» **What the task asks**
Copy the records word for word, from the line containing "Practice. Annotate every instance of the boot laces" through the line containing "x=421 y=176", including both of those lines. Leave out the pictures.

·····

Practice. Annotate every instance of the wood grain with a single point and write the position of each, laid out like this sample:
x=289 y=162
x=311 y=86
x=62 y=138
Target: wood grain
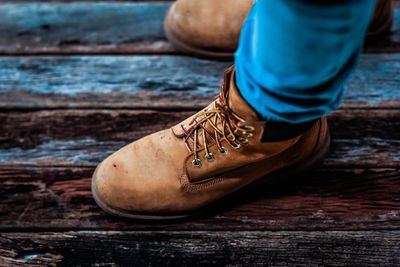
x=58 y=198
x=103 y=28
x=85 y=137
x=48 y=157
x=157 y=82
x=251 y=248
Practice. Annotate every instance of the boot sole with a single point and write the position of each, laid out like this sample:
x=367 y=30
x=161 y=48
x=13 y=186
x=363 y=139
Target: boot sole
x=194 y=51
x=282 y=175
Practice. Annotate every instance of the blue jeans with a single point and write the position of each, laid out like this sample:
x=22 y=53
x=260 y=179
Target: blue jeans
x=294 y=56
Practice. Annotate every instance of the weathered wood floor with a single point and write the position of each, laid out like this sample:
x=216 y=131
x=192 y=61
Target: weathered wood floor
x=68 y=99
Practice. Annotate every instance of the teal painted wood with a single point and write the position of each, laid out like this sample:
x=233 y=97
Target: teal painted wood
x=101 y=27
x=77 y=27
x=158 y=82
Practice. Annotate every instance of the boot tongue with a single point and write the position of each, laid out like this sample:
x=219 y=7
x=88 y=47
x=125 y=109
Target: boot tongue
x=236 y=102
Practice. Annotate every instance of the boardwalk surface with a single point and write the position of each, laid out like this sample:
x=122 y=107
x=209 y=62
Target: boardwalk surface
x=68 y=98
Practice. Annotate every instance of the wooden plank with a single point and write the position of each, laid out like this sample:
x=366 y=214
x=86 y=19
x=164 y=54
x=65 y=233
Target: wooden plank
x=80 y=27
x=166 y=82
x=48 y=157
x=102 y=27
x=86 y=137
x=252 y=248
x=53 y=198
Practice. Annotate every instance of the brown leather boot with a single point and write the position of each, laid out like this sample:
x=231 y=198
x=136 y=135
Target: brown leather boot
x=382 y=19
x=211 y=28
x=181 y=171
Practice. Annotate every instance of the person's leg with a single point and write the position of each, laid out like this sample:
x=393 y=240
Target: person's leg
x=294 y=56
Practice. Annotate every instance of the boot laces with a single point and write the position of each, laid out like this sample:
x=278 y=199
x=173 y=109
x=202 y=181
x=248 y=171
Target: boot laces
x=224 y=124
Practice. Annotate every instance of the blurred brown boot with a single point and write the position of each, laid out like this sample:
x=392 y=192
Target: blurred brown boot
x=211 y=28
x=382 y=20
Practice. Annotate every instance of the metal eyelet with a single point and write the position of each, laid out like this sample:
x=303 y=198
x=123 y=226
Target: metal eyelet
x=210 y=157
x=243 y=140
x=249 y=128
x=196 y=163
x=247 y=134
x=223 y=151
x=236 y=145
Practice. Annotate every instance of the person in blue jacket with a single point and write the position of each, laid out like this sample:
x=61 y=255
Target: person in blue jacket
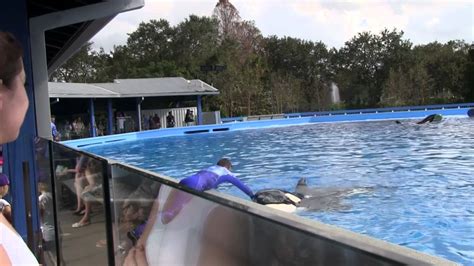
x=213 y=176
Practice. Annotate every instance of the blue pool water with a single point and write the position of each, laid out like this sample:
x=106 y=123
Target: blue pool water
x=421 y=177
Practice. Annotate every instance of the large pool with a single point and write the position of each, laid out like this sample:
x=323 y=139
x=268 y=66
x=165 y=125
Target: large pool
x=421 y=176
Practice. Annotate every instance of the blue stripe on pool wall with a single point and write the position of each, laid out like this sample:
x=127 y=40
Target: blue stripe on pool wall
x=298 y=119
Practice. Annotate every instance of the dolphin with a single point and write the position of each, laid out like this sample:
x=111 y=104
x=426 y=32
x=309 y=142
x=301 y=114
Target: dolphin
x=324 y=199
x=311 y=199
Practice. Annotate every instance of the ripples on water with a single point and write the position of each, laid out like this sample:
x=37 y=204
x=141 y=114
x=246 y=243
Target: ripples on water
x=422 y=175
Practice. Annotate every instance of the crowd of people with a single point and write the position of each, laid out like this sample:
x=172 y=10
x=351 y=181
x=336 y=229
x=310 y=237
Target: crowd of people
x=80 y=128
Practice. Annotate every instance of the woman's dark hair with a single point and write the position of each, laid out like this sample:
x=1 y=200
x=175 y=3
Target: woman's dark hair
x=10 y=57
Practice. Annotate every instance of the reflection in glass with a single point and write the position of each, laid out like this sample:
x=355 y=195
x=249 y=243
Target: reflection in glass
x=80 y=203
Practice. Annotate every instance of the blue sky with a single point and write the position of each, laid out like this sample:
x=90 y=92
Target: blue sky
x=331 y=21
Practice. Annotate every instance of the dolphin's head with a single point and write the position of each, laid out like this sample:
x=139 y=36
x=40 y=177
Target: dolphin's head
x=302 y=182
x=301 y=187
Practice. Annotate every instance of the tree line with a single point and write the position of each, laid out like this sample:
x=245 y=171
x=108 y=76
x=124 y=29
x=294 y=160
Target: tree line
x=273 y=74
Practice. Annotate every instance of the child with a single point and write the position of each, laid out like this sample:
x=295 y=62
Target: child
x=5 y=207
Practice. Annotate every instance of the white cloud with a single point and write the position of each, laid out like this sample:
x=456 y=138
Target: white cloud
x=332 y=22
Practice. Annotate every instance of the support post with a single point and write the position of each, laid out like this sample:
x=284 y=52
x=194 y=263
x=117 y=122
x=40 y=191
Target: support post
x=199 y=107
x=92 y=118
x=110 y=117
x=139 y=112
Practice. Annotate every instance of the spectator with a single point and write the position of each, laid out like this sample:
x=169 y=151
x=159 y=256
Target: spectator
x=92 y=192
x=170 y=120
x=54 y=130
x=67 y=130
x=45 y=202
x=121 y=122
x=5 y=207
x=157 y=121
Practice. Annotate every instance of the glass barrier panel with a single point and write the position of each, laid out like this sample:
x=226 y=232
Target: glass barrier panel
x=162 y=225
x=45 y=201
x=80 y=207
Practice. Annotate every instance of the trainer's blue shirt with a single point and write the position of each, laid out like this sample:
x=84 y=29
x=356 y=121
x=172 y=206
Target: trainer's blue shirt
x=213 y=176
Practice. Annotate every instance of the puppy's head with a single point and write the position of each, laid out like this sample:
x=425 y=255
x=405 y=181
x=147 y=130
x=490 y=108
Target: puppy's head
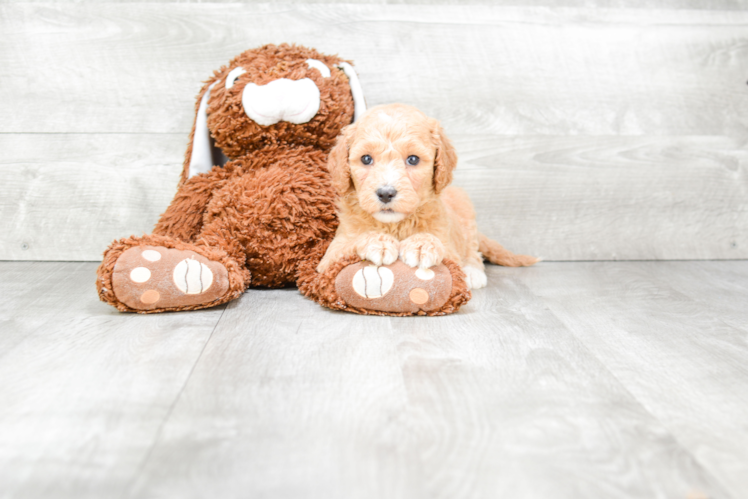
x=395 y=159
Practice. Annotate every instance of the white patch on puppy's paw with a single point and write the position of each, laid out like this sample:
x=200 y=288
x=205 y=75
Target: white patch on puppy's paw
x=475 y=278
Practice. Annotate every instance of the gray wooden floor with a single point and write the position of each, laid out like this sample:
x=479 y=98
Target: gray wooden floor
x=606 y=379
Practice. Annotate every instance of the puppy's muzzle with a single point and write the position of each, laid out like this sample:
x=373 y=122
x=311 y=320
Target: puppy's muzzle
x=294 y=101
x=386 y=193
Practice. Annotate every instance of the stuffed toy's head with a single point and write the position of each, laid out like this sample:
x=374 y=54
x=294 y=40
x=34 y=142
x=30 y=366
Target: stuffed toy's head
x=283 y=94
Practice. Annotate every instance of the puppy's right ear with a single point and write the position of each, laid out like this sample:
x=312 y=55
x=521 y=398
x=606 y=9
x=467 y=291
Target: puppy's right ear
x=337 y=163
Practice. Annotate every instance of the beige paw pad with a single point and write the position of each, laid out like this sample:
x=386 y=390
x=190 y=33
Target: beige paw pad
x=153 y=277
x=140 y=275
x=150 y=297
x=419 y=296
x=396 y=288
x=425 y=274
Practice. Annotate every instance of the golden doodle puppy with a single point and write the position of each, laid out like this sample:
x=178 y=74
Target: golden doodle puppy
x=392 y=170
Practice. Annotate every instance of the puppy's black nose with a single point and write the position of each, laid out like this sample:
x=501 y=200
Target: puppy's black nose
x=386 y=193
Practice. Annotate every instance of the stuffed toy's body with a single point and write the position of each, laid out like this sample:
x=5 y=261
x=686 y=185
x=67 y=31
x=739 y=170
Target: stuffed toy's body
x=255 y=204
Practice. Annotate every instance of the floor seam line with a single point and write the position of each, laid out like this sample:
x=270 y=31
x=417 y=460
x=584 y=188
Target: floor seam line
x=166 y=418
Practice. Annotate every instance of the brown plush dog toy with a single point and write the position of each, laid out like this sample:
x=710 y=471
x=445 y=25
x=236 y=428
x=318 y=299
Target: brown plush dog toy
x=255 y=205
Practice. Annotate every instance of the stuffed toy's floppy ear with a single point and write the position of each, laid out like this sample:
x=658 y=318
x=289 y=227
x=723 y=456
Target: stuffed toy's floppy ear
x=446 y=158
x=359 y=103
x=337 y=162
x=202 y=153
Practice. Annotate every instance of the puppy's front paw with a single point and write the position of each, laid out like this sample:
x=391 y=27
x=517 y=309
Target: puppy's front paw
x=379 y=249
x=422 y=250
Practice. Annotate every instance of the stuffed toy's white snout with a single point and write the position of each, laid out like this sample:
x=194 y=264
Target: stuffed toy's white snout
x=294 y=101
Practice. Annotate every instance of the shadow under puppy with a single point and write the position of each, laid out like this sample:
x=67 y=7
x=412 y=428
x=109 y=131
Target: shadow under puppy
x=392 y=171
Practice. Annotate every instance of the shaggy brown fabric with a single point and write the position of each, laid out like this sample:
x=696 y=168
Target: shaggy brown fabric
x=268 y=215
x=321 y=287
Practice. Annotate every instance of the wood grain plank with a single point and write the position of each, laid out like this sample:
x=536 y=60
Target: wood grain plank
x=498 y=401
x=67 y=196
x=674 y=353
x=84 y=388
x=484 y=69
x=609 y=198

·····

» **Response below**
Practice. Annotate every instance of the boot laces with a single point and write the position of each, laid out like this sample:
x=278 y=199
x=173 y=109
x=202 y=181
x=248 y=171
Target: boot laces
x=224 y=124
Practice. Annotate every instance of the blurred brown boot with a single point and write the position of each, laid out like this sample:
x=392 y=192
Target: blurred brown boot
x=211 y=28
x=382 y=20
Practice. Annotate every instance of the metal eyelet with a single point and write the position of each, laid out like this sample:
x=303 y=198
x=123 y=226
Target: metal eyelet
x=210 y=157
x=243 y=140
x=249 y=128
x=196 y=163
x=247 y=134
x=223 y=151
x=236 y=145
Practice. Annotate every instance of the person in blue jacket with a single point and write the position of each, laid out like this sample:
x=61 y=255
Target: person in blue jacket
x=213 y=176
Practice. Annotate every instance of the blue pool water with a single point and write the position of each, laid out like this sample:
x=106 y=123
Target: blue pool water
x=421 y=177
Practice. Annotate every instance of the large pool with a single point and write the position of each, laid out like this sample:
x=323 y=139
x=268 y=66
x=165 y=125
Target: large pool
x=421 y=176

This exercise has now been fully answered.